[DIRECTIONS FOR THIS TASK] Could you write out the lines below again, swapping every "Drop one point per instance" for "Place one point for each instance" and changing nothing else?
Start TASK DATA
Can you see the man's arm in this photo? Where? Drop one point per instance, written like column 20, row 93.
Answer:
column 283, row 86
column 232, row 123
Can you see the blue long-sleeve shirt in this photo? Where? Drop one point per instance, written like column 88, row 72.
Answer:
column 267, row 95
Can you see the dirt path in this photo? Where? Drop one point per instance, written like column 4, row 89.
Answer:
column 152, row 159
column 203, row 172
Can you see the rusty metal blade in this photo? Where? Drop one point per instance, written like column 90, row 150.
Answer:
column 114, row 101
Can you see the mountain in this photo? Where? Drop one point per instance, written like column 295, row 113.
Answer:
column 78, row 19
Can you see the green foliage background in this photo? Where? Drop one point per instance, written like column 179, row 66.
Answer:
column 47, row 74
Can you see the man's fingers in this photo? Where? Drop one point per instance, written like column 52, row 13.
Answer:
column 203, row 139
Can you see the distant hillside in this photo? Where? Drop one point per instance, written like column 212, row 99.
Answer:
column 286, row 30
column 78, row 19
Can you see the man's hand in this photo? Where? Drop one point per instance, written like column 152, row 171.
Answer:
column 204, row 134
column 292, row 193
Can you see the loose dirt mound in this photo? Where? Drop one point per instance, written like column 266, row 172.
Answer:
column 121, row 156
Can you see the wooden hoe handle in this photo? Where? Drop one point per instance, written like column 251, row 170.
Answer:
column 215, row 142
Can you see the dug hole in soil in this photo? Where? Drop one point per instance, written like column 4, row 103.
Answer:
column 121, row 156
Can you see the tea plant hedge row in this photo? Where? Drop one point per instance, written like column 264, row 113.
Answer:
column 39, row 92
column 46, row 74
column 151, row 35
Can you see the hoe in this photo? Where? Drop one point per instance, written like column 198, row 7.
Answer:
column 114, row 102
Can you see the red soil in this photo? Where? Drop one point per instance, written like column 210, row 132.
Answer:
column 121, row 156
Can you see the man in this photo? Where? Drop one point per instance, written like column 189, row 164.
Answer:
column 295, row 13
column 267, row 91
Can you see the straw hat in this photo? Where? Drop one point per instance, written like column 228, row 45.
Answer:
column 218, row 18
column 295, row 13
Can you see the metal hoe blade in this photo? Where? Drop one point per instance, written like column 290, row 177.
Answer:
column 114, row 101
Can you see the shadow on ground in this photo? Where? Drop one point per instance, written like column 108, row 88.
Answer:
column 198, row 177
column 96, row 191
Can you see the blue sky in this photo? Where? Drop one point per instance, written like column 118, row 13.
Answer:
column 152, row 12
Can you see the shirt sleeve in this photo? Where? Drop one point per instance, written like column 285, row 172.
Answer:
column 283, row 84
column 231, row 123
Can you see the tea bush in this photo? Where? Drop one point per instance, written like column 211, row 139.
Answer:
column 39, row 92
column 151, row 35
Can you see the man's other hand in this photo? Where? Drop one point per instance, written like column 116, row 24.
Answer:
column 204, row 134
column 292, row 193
End TASK DATA
[EXPECTED ANSWER]
Can you see the man's arm in this photo? Where? Place one point for each instance, written like column 20, row 93.
Answer:
column 283, row 86
column 232, row 123
Can you see the blue long-sleeve shirt in this photo? Where? Place one point for each instance, written like column 88, row 72.
Answer:
column 267, row 95
Can you see the dirt path in this photo? Where? Place one point for each instance, written like column 4, row 89.
Answer:
column 152, row 159
column 203, row 172
Can you see the rusty metal blade in this photo? Where? Place one point for each instance, written like column 90, row 150.
Answer:
column 114, row 101
Can you see the mountain in this photo? Where? Place one point for each instance, written like column 295, row 113.
Answer:
column 78, row 19
Can you see the green foliage background in this photo? Where? Place one point for each instance, written like column 179, row 66.
Answer:
column 47, row 74
Can you see the man's fingers in this photo? Where? Place one point for each instance, written like column 52, row 13.
Answer:
column 203, row 139
Can you see the distant hillside in this photo? Where? Place one point for each instance, written like column 212, row 99.
Answer:
column 286, row 30
column 78, row 19
Can you see the man's hand in this photo? Where? Place one point for each instance, written like column 152, row 171.
Answer:
column 204, row 134
column 292, row 193
Can you see the loose dirt mound in this photo? Where? Place one point for each instance, written like column 266, row 172.
Answer:
column 121, row 156
Can you see the wooden hoe handle in this photo? Where? Place one point for each instance, written like column 251, row 170.
Answer:
column 215, row 142
Can you see the dug hole in soil in this photo? Where? Place one point for each instance, written like column 4, row 103.
Answer:
column 121, row 156
Can you see the tea plant hedge row in this photo? Where? Place one point for each instance, written like column 264, row 113.
Answer:
column 39, row 92
column 46, row 74
column 151, row 35
Can you see the hoe in this photo? Where? Place one point for each instance, written like column 198, row 7.
Answer:
column 114, row 102
Can you see the red soil in this photo? Where? Place one point for each instance, written like column 210, row 132.
Answer:
column 121, row 156
Can you see the man in this photo? Where? Place one point for each instance, written like column 189, row 164.
Answer:
column 295, row 13
column 267, row 91
Can you see the straw hat in this photo? Where? Place one point for each instance, written like column 228, row 45.
Answer:
column 218, row 18
column 295, row 13
Can you see the metal hoe blade in this photo? Where? Place one point for each instance, written like column 290, row 177.
Answer:
column 114, row 101
Can you see the shadow on ground in this photo? Where? Place one point for each instance, written like column 108, row 88.
Answer:
column 198, row 177
column 96, row 191
Can you see the blue sky in this photo? Where? Place one point for each instance, written like column 118, row 13.
Answer:
column 152, row 12
Can you see the shirt sleeve in this photo? Where? Place one point for each instance, written like column 285, row 172.
Answer:
column 283, row 84
column 231, row 123
Can you see the tea bush in this photo? Where? Place one point for each instance, written like column 211, row 139.
Answer:
column 39, row 92
column 151, row 35
Can you see the man's other hand in this photo? Where? Place one point for each instance, written like column 116, row 24.
Answer:
column 204, row 134
column 292, row 193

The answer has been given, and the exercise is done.